══ PASSAGE TO READ ══

Citation: 2009TCC324
Date: 20090615
Docket: 2007-3069(IT)G
BETWEEN:
DOTEASY TECHNOLOGY INC.,
Appellant,
and
HER MAJESTY THE QUEEN,
Respondent,
Docket: 2007-3077(IT)G
AND BETWEEN:
IN2NET NETWORK INC.,
Appellant,
and
HER MAJESTY THE QUEEN,
Respondent.
REASONS FOR JUDGMENT
V.A. Miller, J.
[1]
Prior to the hearing of
these appeals, the parties reached the following agreement with respect to two
issues raised by the Appellant, In2Net Network Inc. (“In2Net “):
a)
In2Net is allowed to
deduct motor vehicle expenses in the amounts of $7,031.54 and $10,105.43 for
the 2002 and 2003 taxation years, respectively.
b) In 2002, the amount
of $13,187.17 became a bad debt and In2Net is entitled to a deduction in
accordance with subparagraph 20(1)(p)(i) of the Income Tax Act
(“the Act”).
[2]
The only issue that was
litigated in these appeals is whether the Appellants were entitled to claim a
reserve pursuant to paragraph 20(1)(m) of the Act. The net reserves
claimed by In2Net were $258,674.93 and $82,828.78 in the 2002 and 2003 taxation
years respectively. The net reserves claimed by Doteasy Technology Inc.
(“Doteasy”) were $2,826,047, $819,370 and $420,642 in the 2003, 2004 and 2005
taxation years respectively.
[3]
The appeals proceeded
by way of a Statement of Agreed Facts. A summary of the material facts is as
follows:
a)
The Appellants are British Columbia corporations. Mr. Kevin Tang is the sole shareholder and
director of both companies.
b)
The year end for each
Appellant is June 30.
c)
The Appellants are in
the business of providing internet website hosting services and domain name
registration services (“the Services”).
d)
In order to provide the
website hosting services during the years under appeal, the Appellants operated
and maintained computer servers. Customers were given space on these servers to
create and maintain their own internet websites and files. The customers were
also given space on the servers to maintain their email addresses under their
domain name. This allowed the customers to send and receive emails.
e)

═══
══ ENTRIES ══

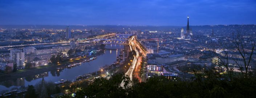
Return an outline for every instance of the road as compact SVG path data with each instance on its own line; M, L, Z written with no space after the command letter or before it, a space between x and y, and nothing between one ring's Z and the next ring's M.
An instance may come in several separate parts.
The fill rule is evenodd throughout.
M142 54L143 55L146 55L146 54L143 52L141 48L140 47L139 47L139 45L136 41L136 37L134 36L133 36L129 40L129 44L130 44L129 45L130 50L131 51L132 51L133 50L135 51L136 55L134 56L134 57L133 59L131 66L130 67L129 69L128 69L125 74L125 75L127 76L130 78L132 82L134 72L135 77L138 78L139 82L141 82L142 81L142 79L139 76L139 70L140 69L139 65L142 61L142 57L139 56L139 54L140 53L140 54ZM137 48L136 48L136 46L137 46ZM139 49L141 52L139 53L138 51L138 48ZM124 84L124 81L123 81L121 83L120 86L123 88ZM131 84L130 84L130 85L131 86Z

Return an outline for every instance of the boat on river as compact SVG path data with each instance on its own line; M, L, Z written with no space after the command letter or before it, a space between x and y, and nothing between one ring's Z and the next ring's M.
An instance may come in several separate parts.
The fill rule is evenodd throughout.
M59 81L54 82L54 83L56 84L59 84L62 83L64 83L68 81L68 80L63 80L63 79L61 79Z

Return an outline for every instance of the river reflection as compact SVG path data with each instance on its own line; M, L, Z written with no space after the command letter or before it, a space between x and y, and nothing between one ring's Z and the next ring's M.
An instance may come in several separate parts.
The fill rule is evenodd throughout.
M105 47L106 49L105 54L98 56L95 60L88 63L82 63L80 65L70 69L52 70L39 74L1 82L0 91L9 90L15 87L34 85L42 80L43 76L45 80L46 81L56 82L61 79L75 81L76 76L95 72L99 69L99 68L105 65L111 64L116 61L117 55L118 55L117 54L119 54L119 52L112 52L111 51L114 50L119 51L121 49L123 48L124 46L120 44L107 44Z

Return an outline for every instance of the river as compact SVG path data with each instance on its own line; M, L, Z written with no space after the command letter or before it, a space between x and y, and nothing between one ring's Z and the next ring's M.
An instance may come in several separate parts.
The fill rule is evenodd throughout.
M110 65L117 60L117 56L119 51L124 48L120 44L107 44L105 54L98 56L97 59L88 63L82 63L70 69L64 68L62 70L49 71L44 73L0 82L0 92L10 90L15 87L21 86L27 86L29 85L34 85L42 80L44 74L46 81L56 82L61 79L72 81L76 80L76 77L89 73L95 72L106 64Z

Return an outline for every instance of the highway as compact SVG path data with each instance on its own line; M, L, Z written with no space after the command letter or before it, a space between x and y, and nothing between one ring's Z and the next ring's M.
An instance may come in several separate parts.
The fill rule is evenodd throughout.
M136 53L136 55L134 56L134 57L133 59L133 62L132 63L131 66L129 68L129 69L128 69L127 72L126 72L125 73L125 75L128 76L130 78L130 79L131 80L131 81L132 81L132 82L133 72L134 71L134 69L135 70L136 72L138 72L139 70L138 68L138 66L139 65L141 61L141 57L139 57L139 52L138 51L137 48L136 48L135 47L135 46L138 45L138 44L136 44L136 45L135 46L135 44L137 44L138 43L136 42L136 41L135 41L135 39L134 38L134 36L133 36L129 40L129 43L130 44L129 47L131 51L132 51L133 50L134 50L134 51L135 51ZM138 80L139 81L141 82L141 80L141 80L141 79L140 79L140 78L139 78L138 75L138 74L137 74L137 75L135 74L135 76L136 76L137 77L139 78ZM120 86L123 88L124 84L125 83L124 82L124 81L122 81L122 82L120 84ZM131 86L131 84L130 85Z

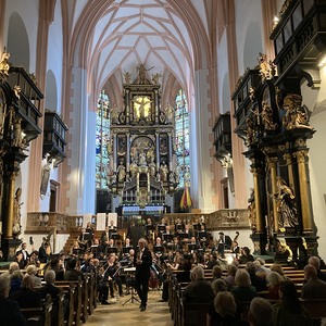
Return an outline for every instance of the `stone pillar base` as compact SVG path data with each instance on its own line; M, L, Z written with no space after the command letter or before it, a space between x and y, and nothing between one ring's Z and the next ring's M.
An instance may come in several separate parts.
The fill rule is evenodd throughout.
M1 250L7 262L13 262L16 256L16 250L21 246L20 239L2 239Z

═══

*PROBLEMS*.
(1) In the tax court reasons, what is the year end for each Appellant?
(2) Carry the tax court reasons forward from the point where they end.
The entries are separate material from the text.

*EXERCISE ANSWERS*.
(1) June 30.

(2)
The Appellants also
entered into contracts with their customers whereby they acquired and
registered domain names on their customers’ behalf. Throughout the term of each
contract for domain registration, the Appellants were obligated to maintain the
customers’ domain presence by complying with the ongoing obligations required
by the applicable Registry. In addition, the Appellants sent their customers
annual emails with up-to-date information for their domain name records.
f)
The Appellants’
customers registered online for these Services and entered into service
contracts ranging from several months to several years. Many contracts extended
beyond the June 30 year end.
g)
Upon registration, the
Appellants required their customers to consent to the terms and conditions of
the service contracts. These terms and conditions provided, among other things,
that none of the fees paid for Services were refundable.
h)
The customers were
required to pay the full contract price for the entire service term at the time
of registration.
i)
The service contracts
were automatically renewed. The Appellants required renewing customers to pay
for the entire service term up front, and they terminated the Services if
payment was not received within 45 days.
j)
The Appellants, at
their discretion and on a case-by-case basis, did provide refunds of website
hosting fees to certain customers within 45 days of registration. The Appellants
never refunded domain name registration fees.
k)
Doteasy sometimes
provided refunds, in the form of in-store credits, outside the 45 day time
period.
l)
The Appellants provided
on-going customer service including customer support, technical support and bandwidth
management.
m)
The Appellants operated
out of an office of approximately 10,000 square feet and had a combined staff
of 30 employees who were engaged in customer service, domain name service,
server operations and maintenance, programming, billing, computer networking
and marketing.
n)
In each of the taxation
years in issue, each of the Appellants included in its income the full contract
price received for customer registrations for the Services during the taxation
year.
o)
In each of the taxation
years in issue, each of the Appellants claimed a reserve under paragraph 20(1)(m)
in respect of the Services. The reserve claimed in a particular taxation year
was brought back into income in the following year in accordance with
subparagraph 12(1)(e)(i). The claiming of the reserve is a timing issue.
(p) These reserves were reported in the same manner
on the Appellants’ financial statements.
[4]
At the hearing of these
appeals, counsel for the Respondent conceded that certain of the assumptions
made by the Minister of National Revenue (“the Minister”) were incorrect. It
was conceded that the Appellants did provide Services to its customers in the
subsequent taxation year into which a customer’s service term extended. The
Services provided in each month of the service term were substantially
identical. The Services were not substantially performed upon a customer’s
initial service activation.
[5]
The Respondent agreed
that if a reserve is available to the Appellants, then their calculation of the
reserve on a straight-line basis is reasonable.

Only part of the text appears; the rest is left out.